Work required :: Copy each line below that includes "sleeve".

Records shown Start Marker

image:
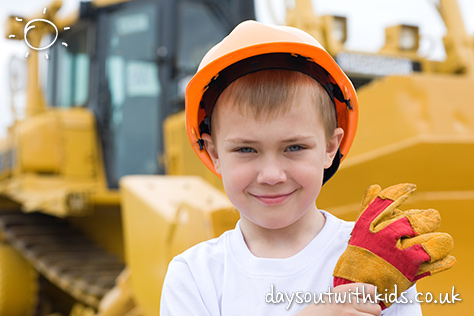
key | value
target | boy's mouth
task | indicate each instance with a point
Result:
(272, 199)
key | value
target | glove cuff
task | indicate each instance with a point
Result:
(376, 271)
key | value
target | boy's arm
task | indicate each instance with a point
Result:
(180, 294)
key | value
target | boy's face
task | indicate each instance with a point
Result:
(272, 170)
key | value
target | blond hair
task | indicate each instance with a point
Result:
(266, 94)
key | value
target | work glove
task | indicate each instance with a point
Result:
(390, 248)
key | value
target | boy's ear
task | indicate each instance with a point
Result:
(212, 151)
(332, 146)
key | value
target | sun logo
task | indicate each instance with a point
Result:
(28, 27)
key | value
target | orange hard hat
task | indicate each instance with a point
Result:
(253, 46)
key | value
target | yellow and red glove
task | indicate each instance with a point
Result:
(391, 247)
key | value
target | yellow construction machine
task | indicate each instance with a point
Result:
(99, 187)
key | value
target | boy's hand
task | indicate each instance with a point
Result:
(390, 248)
(354, 307)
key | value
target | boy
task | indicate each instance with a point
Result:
(272, 114)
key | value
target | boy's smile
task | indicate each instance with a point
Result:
(272, 168)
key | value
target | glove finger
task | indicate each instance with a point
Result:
(436, 245)
(398, 194)
(369, 195)
(428, 268)
(424, 221)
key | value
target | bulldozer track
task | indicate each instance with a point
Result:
(63, 254)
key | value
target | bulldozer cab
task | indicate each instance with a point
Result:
(129, 64)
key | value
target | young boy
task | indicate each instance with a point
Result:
(272, 114)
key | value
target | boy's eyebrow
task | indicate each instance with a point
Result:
(251, 141)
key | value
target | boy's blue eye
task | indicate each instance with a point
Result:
(294, 148)
(246, 150)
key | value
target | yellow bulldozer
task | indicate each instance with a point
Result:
(99, 187)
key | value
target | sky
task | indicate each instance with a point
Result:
(366, 20)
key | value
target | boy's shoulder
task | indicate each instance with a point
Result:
(206, 251)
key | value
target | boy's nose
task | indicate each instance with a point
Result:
(271, 172)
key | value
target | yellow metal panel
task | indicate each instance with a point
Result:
(164, 215)
(38, 143)
(79, 144)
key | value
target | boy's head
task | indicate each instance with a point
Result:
(285, 62)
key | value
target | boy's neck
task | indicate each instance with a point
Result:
(284, 242)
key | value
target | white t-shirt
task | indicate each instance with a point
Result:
(221, 277)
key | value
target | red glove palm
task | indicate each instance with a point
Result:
(390, 247)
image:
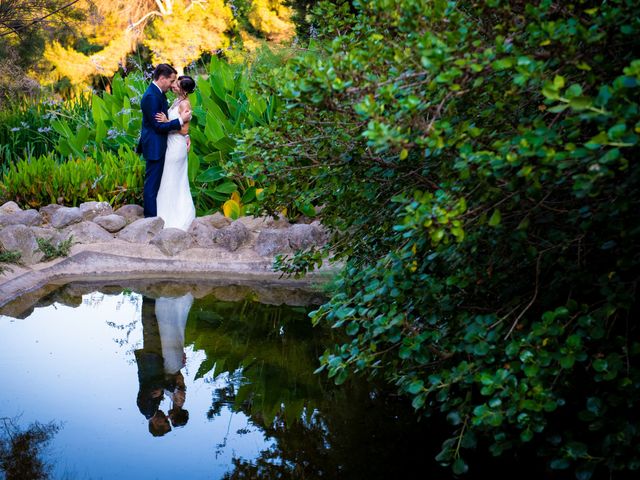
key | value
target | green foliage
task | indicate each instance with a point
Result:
(26, 126)
(225, 105)
(106, 127)
(52, 251)
(115, 178)
(475, 162)
(8, 256)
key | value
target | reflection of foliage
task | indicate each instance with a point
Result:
(271, 346)
(20, 450)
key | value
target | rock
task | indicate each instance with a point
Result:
(65, 216)
(303, 236)
(48, 210)
(51, 234)
(91, 210)
(257, 224)
(202, 233)
(142, 230)
(20, 238)
(21, 217)
(232, 237)
(87, 232)
(217, 220)
(111, 223)
(171, 241)
(272, 241)
(10, 207)
(131, 212)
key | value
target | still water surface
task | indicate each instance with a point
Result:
(168, 387)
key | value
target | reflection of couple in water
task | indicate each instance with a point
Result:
(160, 360)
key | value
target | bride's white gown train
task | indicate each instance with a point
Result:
(174, 201)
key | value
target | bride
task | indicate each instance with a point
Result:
(175, 204)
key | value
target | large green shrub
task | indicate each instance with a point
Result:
(116, 178)
(98, 127)
(476, 162)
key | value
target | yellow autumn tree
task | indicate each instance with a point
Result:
(176, 31)
(273, 19)
(107, 33)
(186, 30)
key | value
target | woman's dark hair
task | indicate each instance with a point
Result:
(187, 84)
(163, 70)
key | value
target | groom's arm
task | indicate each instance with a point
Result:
(152, 104)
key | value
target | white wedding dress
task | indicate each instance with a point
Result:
(174, 201)
(172, 314)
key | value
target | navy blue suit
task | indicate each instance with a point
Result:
(153, 144)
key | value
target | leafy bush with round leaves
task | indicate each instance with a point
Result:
(476, 163)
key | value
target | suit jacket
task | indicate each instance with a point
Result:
(153, 137)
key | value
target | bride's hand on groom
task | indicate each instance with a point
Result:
(186, 116)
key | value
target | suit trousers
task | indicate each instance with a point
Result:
(152, 179)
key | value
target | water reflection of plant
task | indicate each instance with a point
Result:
(262, 359)
(271, 347)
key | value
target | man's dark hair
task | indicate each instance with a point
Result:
(163, 70)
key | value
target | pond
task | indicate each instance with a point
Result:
(195, 381)
(164, 381)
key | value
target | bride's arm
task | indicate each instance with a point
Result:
(184, 106)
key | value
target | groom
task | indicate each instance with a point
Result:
(153, 137)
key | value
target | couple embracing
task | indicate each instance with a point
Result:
(164, 144)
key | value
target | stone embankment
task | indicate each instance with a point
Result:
(124, 244)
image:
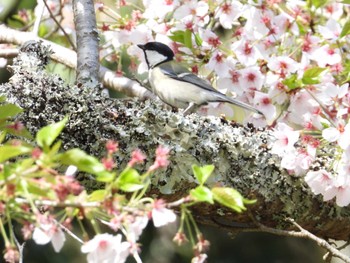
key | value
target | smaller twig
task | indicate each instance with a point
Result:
(59, 25)
(321, 242)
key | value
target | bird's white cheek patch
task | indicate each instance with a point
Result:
(154, 57)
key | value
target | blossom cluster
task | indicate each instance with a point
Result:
(286, 58)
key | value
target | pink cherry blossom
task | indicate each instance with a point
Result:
(228, 12)
(283, 65)
(49, 232)
(251, 78)
(192, 8)
(331, 30)
(321, 182)
(264, 103)
(286, 137)
(246, 52)
(326, 55)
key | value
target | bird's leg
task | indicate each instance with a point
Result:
(191, 107)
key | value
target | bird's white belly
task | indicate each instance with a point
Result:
(171, 92)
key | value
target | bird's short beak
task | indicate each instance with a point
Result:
(141, 46)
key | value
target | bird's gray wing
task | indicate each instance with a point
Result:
(180, 73)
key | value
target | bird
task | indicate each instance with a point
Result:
(177, 86)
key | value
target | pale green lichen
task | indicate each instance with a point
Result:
(240, 153)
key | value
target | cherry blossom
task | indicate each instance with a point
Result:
(228, 12)
(286, 137)
(246, 53)
(331, 30)
(106, 248)
(326, 55)
(251, 78)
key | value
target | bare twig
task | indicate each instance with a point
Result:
(303, 233)
(87, 43)
(59, 25)
(41, 9)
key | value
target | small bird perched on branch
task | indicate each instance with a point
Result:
(177, 86)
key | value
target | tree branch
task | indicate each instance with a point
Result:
(87, 43)
(68, 57)
(241, 154)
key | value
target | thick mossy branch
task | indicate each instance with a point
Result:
(241, 154)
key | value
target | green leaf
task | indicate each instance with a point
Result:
(10, 151)
(346, 29)
(105, 177)
(202, 194)
(83, 161)
(292, 82)
(202, 173)
(129, 180)
(9, 110)
(312, 75)
(47, 135)
(229, 197)
(97, 195)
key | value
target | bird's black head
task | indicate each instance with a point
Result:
(156, 53)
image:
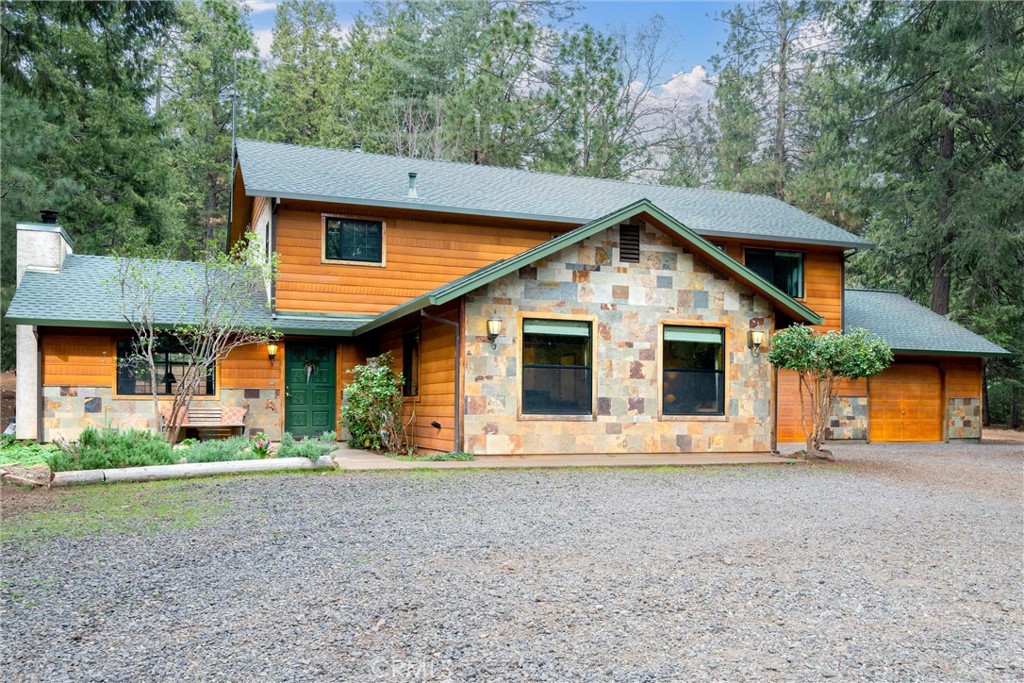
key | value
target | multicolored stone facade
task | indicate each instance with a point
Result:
(628, 303)
(69, 410)
(964, 418)
(849, 421)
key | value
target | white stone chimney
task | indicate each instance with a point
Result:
(42, 246)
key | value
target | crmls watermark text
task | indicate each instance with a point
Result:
(416, 670)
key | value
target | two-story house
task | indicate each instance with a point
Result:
(528, 312)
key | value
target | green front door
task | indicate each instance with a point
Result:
(308, 389)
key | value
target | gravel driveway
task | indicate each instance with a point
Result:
(893, 564)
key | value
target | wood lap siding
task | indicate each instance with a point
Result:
(822, 294)
(78, 359)
(419, 256)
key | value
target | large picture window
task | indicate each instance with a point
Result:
(784, 269)
(171, 360)
(693, 369)
(557, 372)
(353, 240)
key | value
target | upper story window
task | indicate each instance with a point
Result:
(784, 269)
(171, 361)
(693, 369)
(353, 240)
(557, 377)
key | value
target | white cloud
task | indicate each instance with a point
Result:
(260, 6)
(264, 37)
(686, 88)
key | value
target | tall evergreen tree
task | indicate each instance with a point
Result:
(304, 102)
(210, 60)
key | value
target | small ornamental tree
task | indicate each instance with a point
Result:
(372, 411)
(821, 361)
(207, 309)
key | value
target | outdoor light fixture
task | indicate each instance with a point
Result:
(755, 338)
(494, 330)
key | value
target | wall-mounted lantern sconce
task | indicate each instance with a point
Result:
(755, 339)
(494, 330)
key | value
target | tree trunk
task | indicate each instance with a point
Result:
(940, 274)
(783, 87)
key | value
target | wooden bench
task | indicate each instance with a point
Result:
(216, 421)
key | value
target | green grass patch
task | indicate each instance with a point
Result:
(435, 458)
(120, 508)
(25, 453)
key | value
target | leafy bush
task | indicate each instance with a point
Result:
(110, 449)
(373, 410)
(437, 457)
(25, 453)
(217, 451)
(311, 447)
(260, 444)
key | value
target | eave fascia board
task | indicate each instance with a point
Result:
(546, 218)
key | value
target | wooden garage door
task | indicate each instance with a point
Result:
(905, 403)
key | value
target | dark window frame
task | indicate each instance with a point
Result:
(531, 402)
(776, 278)
(166, 357)
(671, 374)
(377, 259)
(411, 350)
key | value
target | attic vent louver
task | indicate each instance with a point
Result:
(629, 244)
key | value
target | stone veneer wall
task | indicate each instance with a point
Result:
(849, 419)
(628, 301)
(69, 410)
(964, 418)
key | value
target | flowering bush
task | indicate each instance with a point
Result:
(261, 445)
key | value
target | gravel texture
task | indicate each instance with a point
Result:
(895, 563)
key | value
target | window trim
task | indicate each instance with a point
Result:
(803, 265)
(148, 396)
(418, 333)
(726, 346)
(337, 261)
(531, 417)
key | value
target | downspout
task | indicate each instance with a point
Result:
(274, 202)
(39, 386)
(458, 361)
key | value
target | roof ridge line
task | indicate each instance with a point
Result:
(552, 174)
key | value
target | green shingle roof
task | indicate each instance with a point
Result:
(644, 208)
(84, 294)
(908, 327)
(273, 169)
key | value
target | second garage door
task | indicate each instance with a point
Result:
(905, 403)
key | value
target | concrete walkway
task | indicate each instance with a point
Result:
(352, 459)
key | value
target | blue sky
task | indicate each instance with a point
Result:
(691, 33)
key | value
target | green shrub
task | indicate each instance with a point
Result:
(372, 412)
(311, 447)
(105, 449)
(25, 453)
(217, 451)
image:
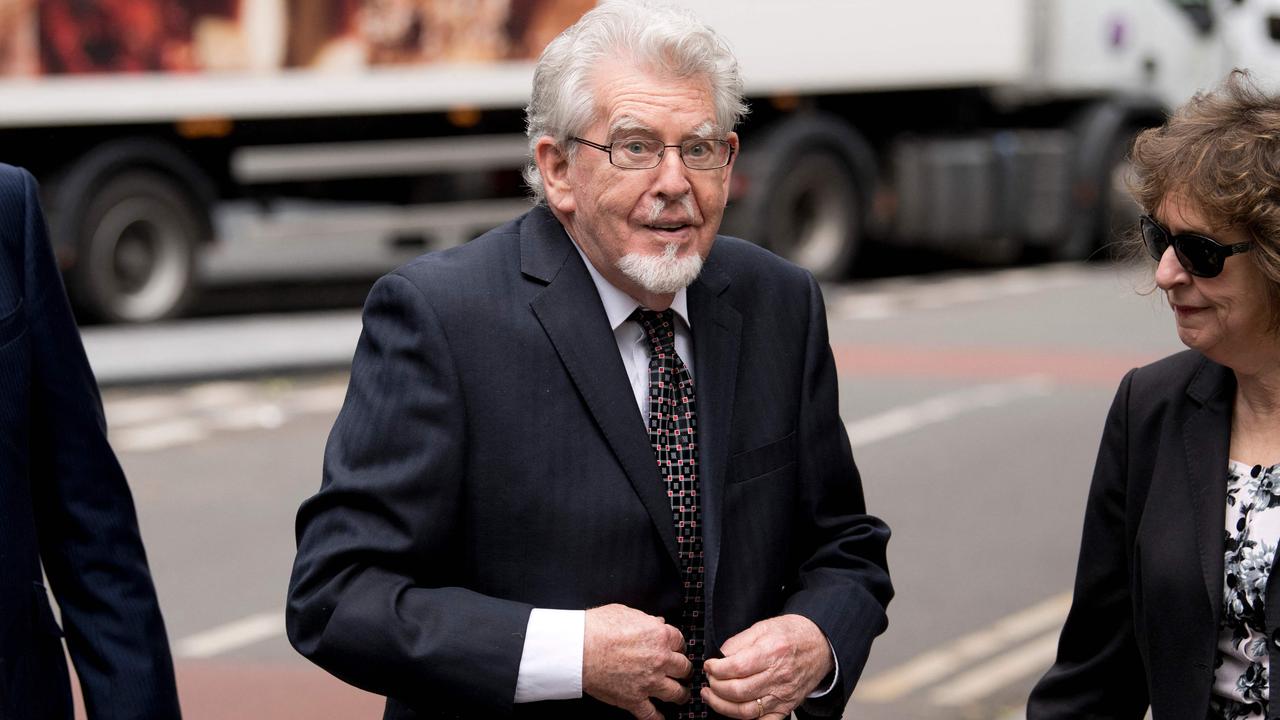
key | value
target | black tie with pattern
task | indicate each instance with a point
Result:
(673, 436)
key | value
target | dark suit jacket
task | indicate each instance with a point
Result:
(1148, 589)
(64, 502)
(490, 459)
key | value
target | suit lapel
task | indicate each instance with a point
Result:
(571, 314)
(1206, 442)
(717, 337)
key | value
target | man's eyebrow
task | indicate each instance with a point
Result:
(708, 128)
(626, 124)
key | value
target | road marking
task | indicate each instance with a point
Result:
(959, 654)
(990, 677)
(161, 420)
(232, 636)
(159, 436)
(888, 297)
(942, 408)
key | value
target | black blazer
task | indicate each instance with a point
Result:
(490, 459)
(64, 502)
(1148, 591)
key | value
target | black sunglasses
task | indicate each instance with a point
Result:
(1201, 256)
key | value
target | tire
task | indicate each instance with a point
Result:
(813, 215)
(807, 181)
(136, 244)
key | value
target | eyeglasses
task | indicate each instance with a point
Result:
(641, 154)
(1201, 256)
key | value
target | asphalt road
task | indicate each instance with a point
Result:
(974, 404)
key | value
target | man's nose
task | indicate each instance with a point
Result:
(672, 178)
(1170, 270)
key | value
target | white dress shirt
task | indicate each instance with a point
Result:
(551, 664)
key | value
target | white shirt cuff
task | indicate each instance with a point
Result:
(835, 675)
(551, 664)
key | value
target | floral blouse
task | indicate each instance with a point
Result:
(1252, 532)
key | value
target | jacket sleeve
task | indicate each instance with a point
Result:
(1098, 671)
(85, 518)
(374, 593)
(842, 584)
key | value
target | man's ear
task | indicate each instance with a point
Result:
(553, 165)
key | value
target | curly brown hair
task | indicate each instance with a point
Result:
(1221, 151)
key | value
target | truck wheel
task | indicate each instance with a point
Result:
(812, 215)
(137, 240)
(808, 181)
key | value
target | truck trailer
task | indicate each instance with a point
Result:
(182, 144)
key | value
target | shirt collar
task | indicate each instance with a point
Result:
(618, 305)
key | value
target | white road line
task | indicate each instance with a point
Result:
(159, 436)
(959, 654)
(942, 408)
(885, 299)
(232, 636)
(1004, 669)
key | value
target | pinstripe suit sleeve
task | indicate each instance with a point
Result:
(86, 523)
(362, 601)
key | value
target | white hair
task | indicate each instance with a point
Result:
(658, 37)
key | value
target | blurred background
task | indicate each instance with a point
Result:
(224, 180)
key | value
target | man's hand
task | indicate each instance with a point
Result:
(629, 657)
(777, 661)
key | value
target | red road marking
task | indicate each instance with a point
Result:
(984, 363)
(222, 689)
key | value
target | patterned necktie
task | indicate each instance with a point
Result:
(673, 436)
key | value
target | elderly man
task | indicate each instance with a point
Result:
(599, 445)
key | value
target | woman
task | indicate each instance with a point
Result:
(1173, 605)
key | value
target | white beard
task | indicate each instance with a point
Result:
(661, 274)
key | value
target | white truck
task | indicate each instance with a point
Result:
(192, 142)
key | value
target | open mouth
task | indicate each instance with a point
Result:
(672, 229)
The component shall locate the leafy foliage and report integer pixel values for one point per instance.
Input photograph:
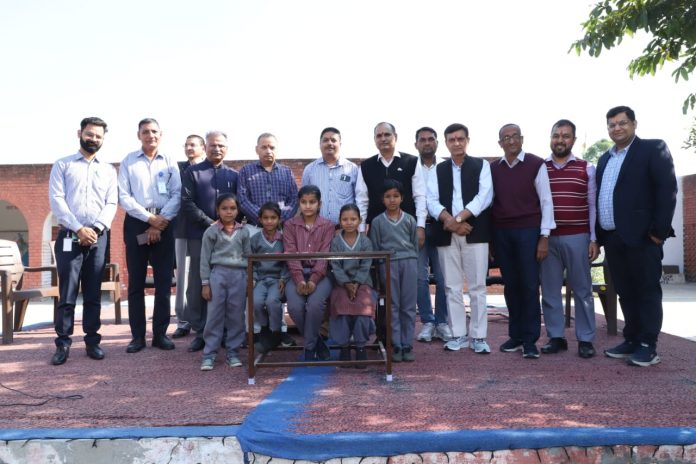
(670, 23)
(596, 150)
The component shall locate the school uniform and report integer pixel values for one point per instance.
(400, 237)
(223, 268)
(352, 317)
(268, 309)
(308, 311)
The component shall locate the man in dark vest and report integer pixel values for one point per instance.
(460, 197)
(202, 185)
(522, 220)
(572, 245)
(392, 164)
(194, 148)
(636, 199)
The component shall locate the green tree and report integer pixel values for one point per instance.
(671, 25)
(596, 150)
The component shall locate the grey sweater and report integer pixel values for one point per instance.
(218, 248)
(264, 269)
(351, 270)
(398, 236)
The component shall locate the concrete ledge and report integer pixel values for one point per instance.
(619, 454)
(146, 450)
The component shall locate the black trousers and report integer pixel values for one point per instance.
(161, 257)
(636, 271)
(79, 266)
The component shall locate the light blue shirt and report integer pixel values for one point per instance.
(149, 184)
(336, 183)
(605, 201)
(83, 193)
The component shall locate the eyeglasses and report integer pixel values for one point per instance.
(621, 124)
(509, 138)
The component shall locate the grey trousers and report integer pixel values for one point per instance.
(404, 290)
(360, 327)
(308, 311)
(268, 309)
(182, 270)
(569, 253)
(196, 306)
(225, 310)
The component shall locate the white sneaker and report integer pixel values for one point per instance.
(443, 332)
(480, 346)
(457, 344)
(426, 333)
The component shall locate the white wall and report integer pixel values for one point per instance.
(674, 247)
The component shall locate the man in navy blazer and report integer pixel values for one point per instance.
(637, 195)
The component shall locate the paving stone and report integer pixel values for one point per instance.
(477, 457)
(553, 456)
(669, 453)
(643, 453)
(434, 458)
(690, 453)
(410, 458)
(374, 460)
(517, 456)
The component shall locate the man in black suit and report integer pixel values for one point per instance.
(637, 192)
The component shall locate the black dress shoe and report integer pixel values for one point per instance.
(162, 342)
(180, 333)
(586, 350)
(555, 345)
(95, 352)
(135, 345)
(60, 356)
(196, 345)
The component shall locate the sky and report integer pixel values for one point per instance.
(294, 67)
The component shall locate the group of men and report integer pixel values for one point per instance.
(544, 218)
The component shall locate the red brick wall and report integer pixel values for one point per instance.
(26, 187)
(689, 192)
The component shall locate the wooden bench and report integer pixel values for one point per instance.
(607, 297)
(14, 294)
(384, 350)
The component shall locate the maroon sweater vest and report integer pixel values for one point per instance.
(516, 203)
(569, 189)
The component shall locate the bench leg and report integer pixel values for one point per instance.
(20, 312)
(117, 304)
(7, 329)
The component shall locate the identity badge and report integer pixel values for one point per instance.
(161, 184)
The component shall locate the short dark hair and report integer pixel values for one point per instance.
(270, 206)
(93, 121)
(198, 137)
(309, 190)
(456, 127)
(425, 129)
(147, 121)
(391, 184)
(391, 126)
(226, 196)
(621, 109)
(510, 124)
(330, 129)
(348, 207)
(564, 123)
(265, 135)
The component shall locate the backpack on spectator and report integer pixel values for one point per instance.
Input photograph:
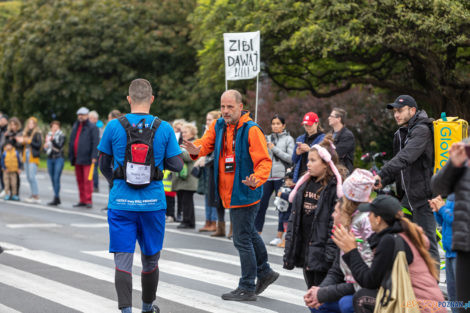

Records shown End Marker

Answer section ::
target | jacket sleeve
target | pinstripe suit sleeve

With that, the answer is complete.